**Problem description:** Would you repeat, word for word, the rows below from the line containing "Please trace the outline of every instance of the blue" through the line containing "Outlines of the black", including both of those lines and nothing else?

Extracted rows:
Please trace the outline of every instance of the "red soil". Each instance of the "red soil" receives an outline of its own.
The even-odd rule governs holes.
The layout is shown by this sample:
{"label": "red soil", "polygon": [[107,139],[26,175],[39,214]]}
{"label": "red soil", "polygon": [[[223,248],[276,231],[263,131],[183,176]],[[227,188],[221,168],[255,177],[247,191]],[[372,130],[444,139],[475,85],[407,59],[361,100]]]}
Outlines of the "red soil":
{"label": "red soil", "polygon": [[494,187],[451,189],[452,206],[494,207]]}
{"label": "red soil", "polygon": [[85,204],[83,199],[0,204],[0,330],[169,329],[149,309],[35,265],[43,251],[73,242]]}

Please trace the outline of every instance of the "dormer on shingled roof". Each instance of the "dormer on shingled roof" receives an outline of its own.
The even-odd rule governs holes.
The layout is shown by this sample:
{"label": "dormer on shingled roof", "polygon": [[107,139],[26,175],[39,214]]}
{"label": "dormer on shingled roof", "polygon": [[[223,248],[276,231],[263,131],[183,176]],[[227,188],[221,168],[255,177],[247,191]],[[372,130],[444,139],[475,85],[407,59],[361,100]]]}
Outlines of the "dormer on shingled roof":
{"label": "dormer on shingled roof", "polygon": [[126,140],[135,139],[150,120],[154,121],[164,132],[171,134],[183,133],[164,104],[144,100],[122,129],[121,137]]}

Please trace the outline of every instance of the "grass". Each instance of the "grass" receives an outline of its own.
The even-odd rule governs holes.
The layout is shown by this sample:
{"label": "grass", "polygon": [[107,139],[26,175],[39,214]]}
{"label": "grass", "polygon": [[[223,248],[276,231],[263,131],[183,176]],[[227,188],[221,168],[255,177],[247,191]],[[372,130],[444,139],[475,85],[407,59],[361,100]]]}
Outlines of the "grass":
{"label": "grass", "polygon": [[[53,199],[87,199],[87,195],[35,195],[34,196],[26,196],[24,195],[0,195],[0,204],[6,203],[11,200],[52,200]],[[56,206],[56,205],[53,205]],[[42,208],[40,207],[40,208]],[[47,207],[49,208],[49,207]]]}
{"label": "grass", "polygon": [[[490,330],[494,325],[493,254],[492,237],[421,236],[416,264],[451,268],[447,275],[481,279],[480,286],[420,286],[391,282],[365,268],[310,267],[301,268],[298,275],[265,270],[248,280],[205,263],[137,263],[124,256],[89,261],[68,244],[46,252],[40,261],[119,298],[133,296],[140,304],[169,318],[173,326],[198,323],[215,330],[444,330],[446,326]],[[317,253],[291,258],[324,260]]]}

--

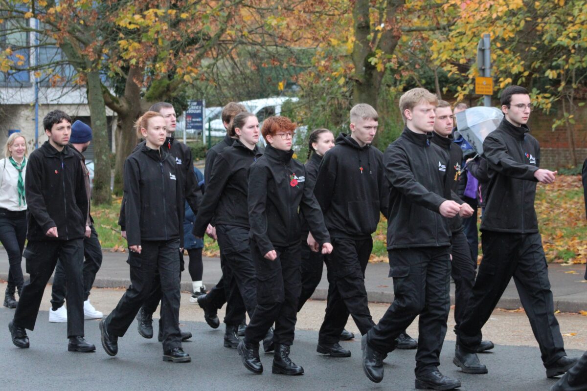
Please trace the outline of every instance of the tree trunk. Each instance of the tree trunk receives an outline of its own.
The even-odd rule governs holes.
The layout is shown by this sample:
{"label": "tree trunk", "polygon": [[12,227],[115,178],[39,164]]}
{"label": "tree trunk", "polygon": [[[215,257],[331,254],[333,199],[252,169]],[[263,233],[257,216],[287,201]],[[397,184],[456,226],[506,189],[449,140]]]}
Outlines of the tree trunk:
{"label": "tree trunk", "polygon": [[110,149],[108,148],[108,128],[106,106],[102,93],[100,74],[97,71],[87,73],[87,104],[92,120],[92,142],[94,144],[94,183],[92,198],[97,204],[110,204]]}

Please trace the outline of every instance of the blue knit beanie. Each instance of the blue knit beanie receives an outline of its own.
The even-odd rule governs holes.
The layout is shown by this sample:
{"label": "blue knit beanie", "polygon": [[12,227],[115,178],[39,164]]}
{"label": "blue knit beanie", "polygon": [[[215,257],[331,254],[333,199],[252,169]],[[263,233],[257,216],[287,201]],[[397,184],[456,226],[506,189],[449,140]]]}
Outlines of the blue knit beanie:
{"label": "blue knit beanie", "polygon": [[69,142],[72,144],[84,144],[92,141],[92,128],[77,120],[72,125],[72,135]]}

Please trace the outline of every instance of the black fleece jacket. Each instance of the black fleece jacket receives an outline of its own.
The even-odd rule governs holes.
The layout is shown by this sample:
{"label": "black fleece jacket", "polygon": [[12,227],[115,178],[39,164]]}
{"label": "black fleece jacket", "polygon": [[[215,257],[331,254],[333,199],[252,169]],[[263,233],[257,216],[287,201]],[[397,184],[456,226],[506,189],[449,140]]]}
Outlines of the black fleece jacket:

**Full solution:**
Please trace the outline of every instance of the blue knit beanie. Each instance of the blue knit beanie receives an outline of its own.
The even-odd rule governs holes.
The layout is shown by this sample:
{"label": "blue knit beanie", "polygon": [[12,227],[115,178],[39,164]]}
{"label": "blue knit beanie", "polygon": [[[215,257],[331,254],[333,199],[252,169]],[[263,233],[257,216],[287,201]],[[397,184],[456,226],[506,189],[449,140]]]}
Outlines of the blue knit beanie:
{"label": "blue knit beanie", "polygon": [[69,142],[72,144],[84,144],[92,141],[92,128],[77,120],[72,125],[72,135]]}

Please trace the outline of every instance of the black fleece jacket. Each instance of the black fleece jacket receives an outline of its own.
The even-odd rule governs holes.
The layout is shown by this sample:
{"label": "black fleece jacket", "polygon": [[12,227],[115,178],[39,164]]}
{"label": "black fleece jacket", "polygon": [[[215,257],[331,254],[333,199],[252,169]],[[263,233],[257,216],[287,201]],[[397,184],[456,226],[506,189],[449,140]]]}
Outlines of the black fleece jacket:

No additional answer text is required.